* TASK: Copy every line of the records below word for word, leaving out the pictures.

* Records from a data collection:
------------------------------------------------
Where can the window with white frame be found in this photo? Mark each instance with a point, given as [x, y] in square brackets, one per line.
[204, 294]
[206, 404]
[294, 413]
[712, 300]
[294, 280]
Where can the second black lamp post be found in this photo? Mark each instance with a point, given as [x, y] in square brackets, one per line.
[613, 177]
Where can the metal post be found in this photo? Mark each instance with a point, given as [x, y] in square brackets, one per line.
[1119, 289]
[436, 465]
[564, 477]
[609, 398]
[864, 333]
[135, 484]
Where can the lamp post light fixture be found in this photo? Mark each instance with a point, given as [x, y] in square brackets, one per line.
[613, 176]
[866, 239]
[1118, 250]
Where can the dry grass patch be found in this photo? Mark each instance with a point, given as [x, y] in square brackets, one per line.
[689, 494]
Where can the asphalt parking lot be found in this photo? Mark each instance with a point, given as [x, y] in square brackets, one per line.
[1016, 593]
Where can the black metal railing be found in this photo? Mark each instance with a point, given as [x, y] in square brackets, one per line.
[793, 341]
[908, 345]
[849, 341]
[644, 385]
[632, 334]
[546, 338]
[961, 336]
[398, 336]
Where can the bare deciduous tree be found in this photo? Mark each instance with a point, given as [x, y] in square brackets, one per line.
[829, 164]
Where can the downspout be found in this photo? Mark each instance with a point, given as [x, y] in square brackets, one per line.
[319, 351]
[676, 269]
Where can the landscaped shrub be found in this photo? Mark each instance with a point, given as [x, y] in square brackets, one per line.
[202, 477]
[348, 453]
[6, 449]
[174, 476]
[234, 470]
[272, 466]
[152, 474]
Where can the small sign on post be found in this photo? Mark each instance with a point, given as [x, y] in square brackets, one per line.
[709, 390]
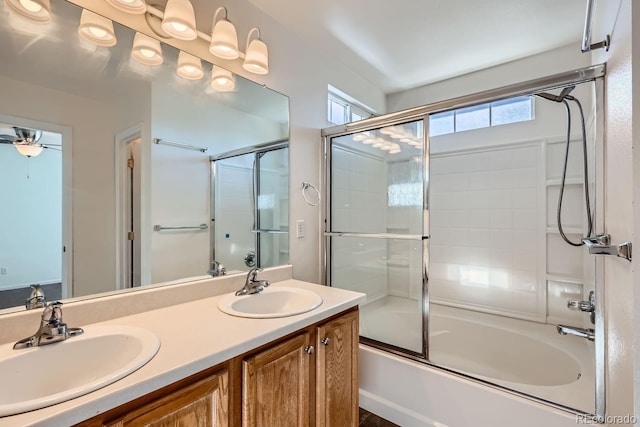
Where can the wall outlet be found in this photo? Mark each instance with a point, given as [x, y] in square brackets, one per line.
[300, 228]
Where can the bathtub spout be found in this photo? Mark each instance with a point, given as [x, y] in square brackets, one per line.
[578, 332]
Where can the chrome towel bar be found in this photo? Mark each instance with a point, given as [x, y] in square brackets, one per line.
[197, 227]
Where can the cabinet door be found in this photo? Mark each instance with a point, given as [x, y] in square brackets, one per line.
[275, 385]
[337, 372]
[202, 404]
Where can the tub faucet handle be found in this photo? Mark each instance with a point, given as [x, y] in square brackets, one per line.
[586, 306]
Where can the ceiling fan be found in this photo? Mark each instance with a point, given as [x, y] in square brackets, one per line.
[26, 141]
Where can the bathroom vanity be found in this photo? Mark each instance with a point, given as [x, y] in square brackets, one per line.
[216, 369]
[307, 378]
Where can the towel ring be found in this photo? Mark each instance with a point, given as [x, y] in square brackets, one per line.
[305, 187]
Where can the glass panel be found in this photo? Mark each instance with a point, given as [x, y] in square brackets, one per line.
[273, 202]
[500, 274]
[511, 110]
[234, 211]
[389, 271]
[472, 117]
[376, 181]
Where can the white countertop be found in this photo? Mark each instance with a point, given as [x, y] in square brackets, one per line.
[194, 336]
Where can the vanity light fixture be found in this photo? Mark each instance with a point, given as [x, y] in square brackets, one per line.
[38, 11]
[136, 7]
[224, 38]
[189, 66]
[146, 50]
[29, 150]
[222, 80]
[96, 29]
[256, 58]
[179, 20]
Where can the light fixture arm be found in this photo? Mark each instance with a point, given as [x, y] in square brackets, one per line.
[158, 12]
[218, 10]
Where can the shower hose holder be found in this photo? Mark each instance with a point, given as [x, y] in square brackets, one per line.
[601, 245]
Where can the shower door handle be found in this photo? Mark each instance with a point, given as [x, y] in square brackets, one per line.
[601, 245]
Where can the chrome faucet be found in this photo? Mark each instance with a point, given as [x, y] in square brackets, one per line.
[217, 269]
[252, 285]
[36, 298]
[51, 330]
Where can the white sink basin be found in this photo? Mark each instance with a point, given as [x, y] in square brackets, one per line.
[42, 376]
[277, 301]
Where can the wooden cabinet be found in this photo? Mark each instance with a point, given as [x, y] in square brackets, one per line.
[308, 378]
[280, 384]
[337, 372]
[204, 403]
[275, 385]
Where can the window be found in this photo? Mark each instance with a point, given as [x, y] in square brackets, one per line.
[497, 113]
[341, 111]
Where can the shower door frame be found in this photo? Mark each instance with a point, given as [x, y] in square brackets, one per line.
[594, 74]
[257, 151]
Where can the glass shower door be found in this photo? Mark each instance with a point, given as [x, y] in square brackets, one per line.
[375, 228]
[272, 201]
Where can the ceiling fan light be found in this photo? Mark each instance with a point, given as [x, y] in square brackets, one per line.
[96, 29]
[38, 11]
[179, 20]
[222, 80]
[136, 7]
[224, 37]
[29, 150]
[189, 66]
[256, 58]
[146, 50]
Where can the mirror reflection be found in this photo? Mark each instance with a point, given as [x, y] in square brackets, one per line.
[101, 207]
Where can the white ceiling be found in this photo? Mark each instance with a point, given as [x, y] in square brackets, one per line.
[401, 44]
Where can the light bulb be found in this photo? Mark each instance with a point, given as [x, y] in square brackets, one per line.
[98, 32]
[31, 6]
[222, 80]
[147, 53]
[178, 26]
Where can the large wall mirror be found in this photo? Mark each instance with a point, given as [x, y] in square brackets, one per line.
[141, 176]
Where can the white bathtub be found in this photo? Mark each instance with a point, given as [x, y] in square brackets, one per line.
[519, 355]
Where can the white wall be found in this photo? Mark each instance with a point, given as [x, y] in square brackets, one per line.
[31, 221]
[541, 65]
[93, 125]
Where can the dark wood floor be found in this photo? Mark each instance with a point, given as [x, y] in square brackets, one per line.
[367, 419]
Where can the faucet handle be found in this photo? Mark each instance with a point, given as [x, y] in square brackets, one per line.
[52, 313]
[253, 273]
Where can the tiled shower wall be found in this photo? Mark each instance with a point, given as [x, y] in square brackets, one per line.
[485, 230]
[494, 245]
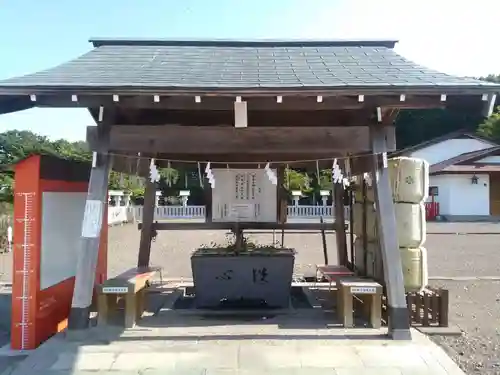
------------------------------------------------
* THE RESPONSE:
Where can the window with white frame be found in this photo? Mark each instance with a point, given as [x, y] in square brackets, one per line.
[204, 294]
[206, 404]
[294, 413]
[712, 300]
[294, 280]
Where can the second black lamp post be found in this photo? Mark each instance with a point, given as [x, y] in square brackets, one per line.
[613, 177]
Where can the metal post be found in this photo? Mark each instance with a point, given as [x, y] in square brackets, one per line.
[1119, 289]
[436, 465]
[564, 477]
[609, 398]
[864, 333]
[135, 484]
Where can the lamp post light fixture be found in this photo? Mark each instance with a point, given as [x, y] in square brackets, one per line.
[613, 176]
[866, 239]
[1118, 250]
Where can the dry grass patch be found in this photo? Mark each instance with a point, given as [x, y] in square brackets, one per line.
[689, 494]
Where can the asphalt parking lot be found in this photo? Mark each instance with a point, given as [x, y] in square brackets, one per line.
[1016, 593]
Where can the black metal railing be found in this photo? Mark each instance with a point, given as [x, y] in square brackets, one per line.
[793, 341]
[908, 345]
[849, 341]
[644, 385]
[632, 334]
[546, 338]
[961, 336]
[398, 336]
Where can the bare deciduous tree be found in this photo? Mark each instance with a point, given as [x, y] in square brackets, one per line.
[829, 164]
Where can the downspout be found in this photo? Mark each instance with a point, given as [x, y] in square brackets, one per line.
[319, 351]
[676, 269]
Where can the landscaped shrub be found in this photo? Mark each instance with a point, given as [x, y] in square brackets, one per line.
[202, 477]
[348, 453]
[6, 449]
[174, 476]
[234, 470]
[272, 466]
[152, 474]
Where can the small sign on post be found in this photo? Mark each instance with a point, given as [x, y] in square brackets, one per line.
[709, 390]
Where can the wall outlet be found in this photo? Mark each instance with a point, given as [x, y] in square brackets, one per line.
[300, 228]
Where can the bathtub spout be found in this photo? Mark each instance with a point, given as [x, y] in square brackets, one per line.
[578, 332]
Where can the chrome towel bar be found in this photo? Mark each instance with a point, given as [x, y] in square brackets, one per line.
[197, 227]
Where can the cabinet door be found in this photo? Mark each instance with a point, given as [x, y] in square brackets, one per line.
[275, 385]
[337, 372]
[202, 404]
Where can the tub faucet handle be found in this photo? Mark each instance with a point, given as [x, y] in square brackets, one per line.
[586, 306]
Where can the ceiling fan be found in this photo? Mark each instance with a point, given as [x, y] in square brackets, one per line.
[26, 141]
Where can the bathroom vanity be found in this photo? Mark each instance with a point, given as [x, y] in square brackets, one per line.
[216, 369]
[307, 378]
Where can the towel ring be found in this photo? Mark each instance with a point, given as [x, y] in square brackets, one per line.
[305, 187]
Where can the glass panel be found in this photo? Mark each instance with a point, given as [x, y] in square brackets, one per line.
[273, 202]
[500, 274]
[511, 110]
[234, 211]
[389, 271]
[472, 117]
[376, 181]
Where can the white countertop be found in this photo? Mark each instance with a point, given as [x, y] in square brackets, one per line.
[194, 336]
Where can the vanity light fixture be found in this photo? Mark each instance with a point, given as [x, y] in square brackets, one per line.
[38, 11]
[136, 7]
[224, 38]
[189, 66]
[146, 50]
[29, 150]
[222, 80]
[96, 29]
[256, 58]
[179, 20]
Where can the light fixture arm be found in this photo? Mark each instance with a point, given as [x, y] in square brackets, one per line.
[158, 12]
[218, 10]
Where can the shower hose holder be found in this photo? Mark each instance with a point, given as [x, y] in square brackets, one per line.
[601, 245]
Where can the shower door handle be found in this photo? Mark each instance with a point, given as [x, y] in square brackets, one per line.
[601, 245]
Where can the chrome faucet be found in this photo? Mark each instance with a point, given as [x, y] in square brackets, one per line.
[217, 269]
[252, 285]
[36, 298]
[51, 330]
Where can the white sink basin be found in this photo? Mark each instance with a point, given as [x, y] in square brackets, one per line.
[42, 376]
[277, 301]
Where can the wooden cabinet be found in this photo? Mark each instance with a point, given as [x, y] in square brackets, one per line.
[308, 378]
[280, 384]
[337, 372]
[204, 403]
[275, 385]
Where can the window be found in this photo? Mark each instance with a point, given as [x, y] in square brackets, one per line.
[497, 113]
[341, 111]
Where can the shower door frame be found in this photo? Mark each instance with a point, given as [x, y] in square brackets, one per line.
[594, 74]
[257, 151]
Where can the glass shower door be found in this photo? Mark each instance with a point, given as [x, y] in square brackets, one per line.
[375, 228]
[272, 201]
Where can the ceiling fan light be found in this photo? Mark each instance with a point, given as [x, y] in square brackets, one per line.
[96, 29]
[38, 11]
[179, 20]
[222, 80]
[136, 7]
[224, 37]
[29, 150]
[189, 66]
[256, 58]
[146, 50]
Where can the mirror reflection be found in this photo? Mark each instance with a point, given as [x, y] in square brackets, one per line.
[101, 207]
Where can the white ceiling be found in this photo? Mark each instance with a point, given as [x, y] in square brackets, one per line.
[401, 44]
Where can the light bulb be found in this photo? Mark each instance with a point, given as [x, y] in square brackets, one per line.
[98, 32]
[31, 6]
[222, 80]
[147, 53]
[178, 26]
Where can the large wall mirror be found in this photo? Mark each instance with a point, given as [x, y] in square brackets, one per line.
[141, 176]
Where can the white bathtub be found in this photo? Mark each instance with a point, given as [x, y] in square brackets, one per line.
[519, 355]
Where can the white wall be found in this photo? Mark each instance with a point, given as [x, y] in square brackets, one per line.
[31, 221]
[541, 65]
[93, 125]
Where can the dark wood floor be found in this photo? Mark each instance with a point, given as [x, y] in square brackets, one per line.
[367, 419]
Where can the faucet handle be found in this photo? Mark each instance with a point, given as [x, y] in square brackets, one per line.
[52, 313]
[253, 273]
Where can the tiled shower wall be found in this photo? Mark each instance with a point, given as [x, y] in square brackets, one per line.
[485, 230]
[494, 245]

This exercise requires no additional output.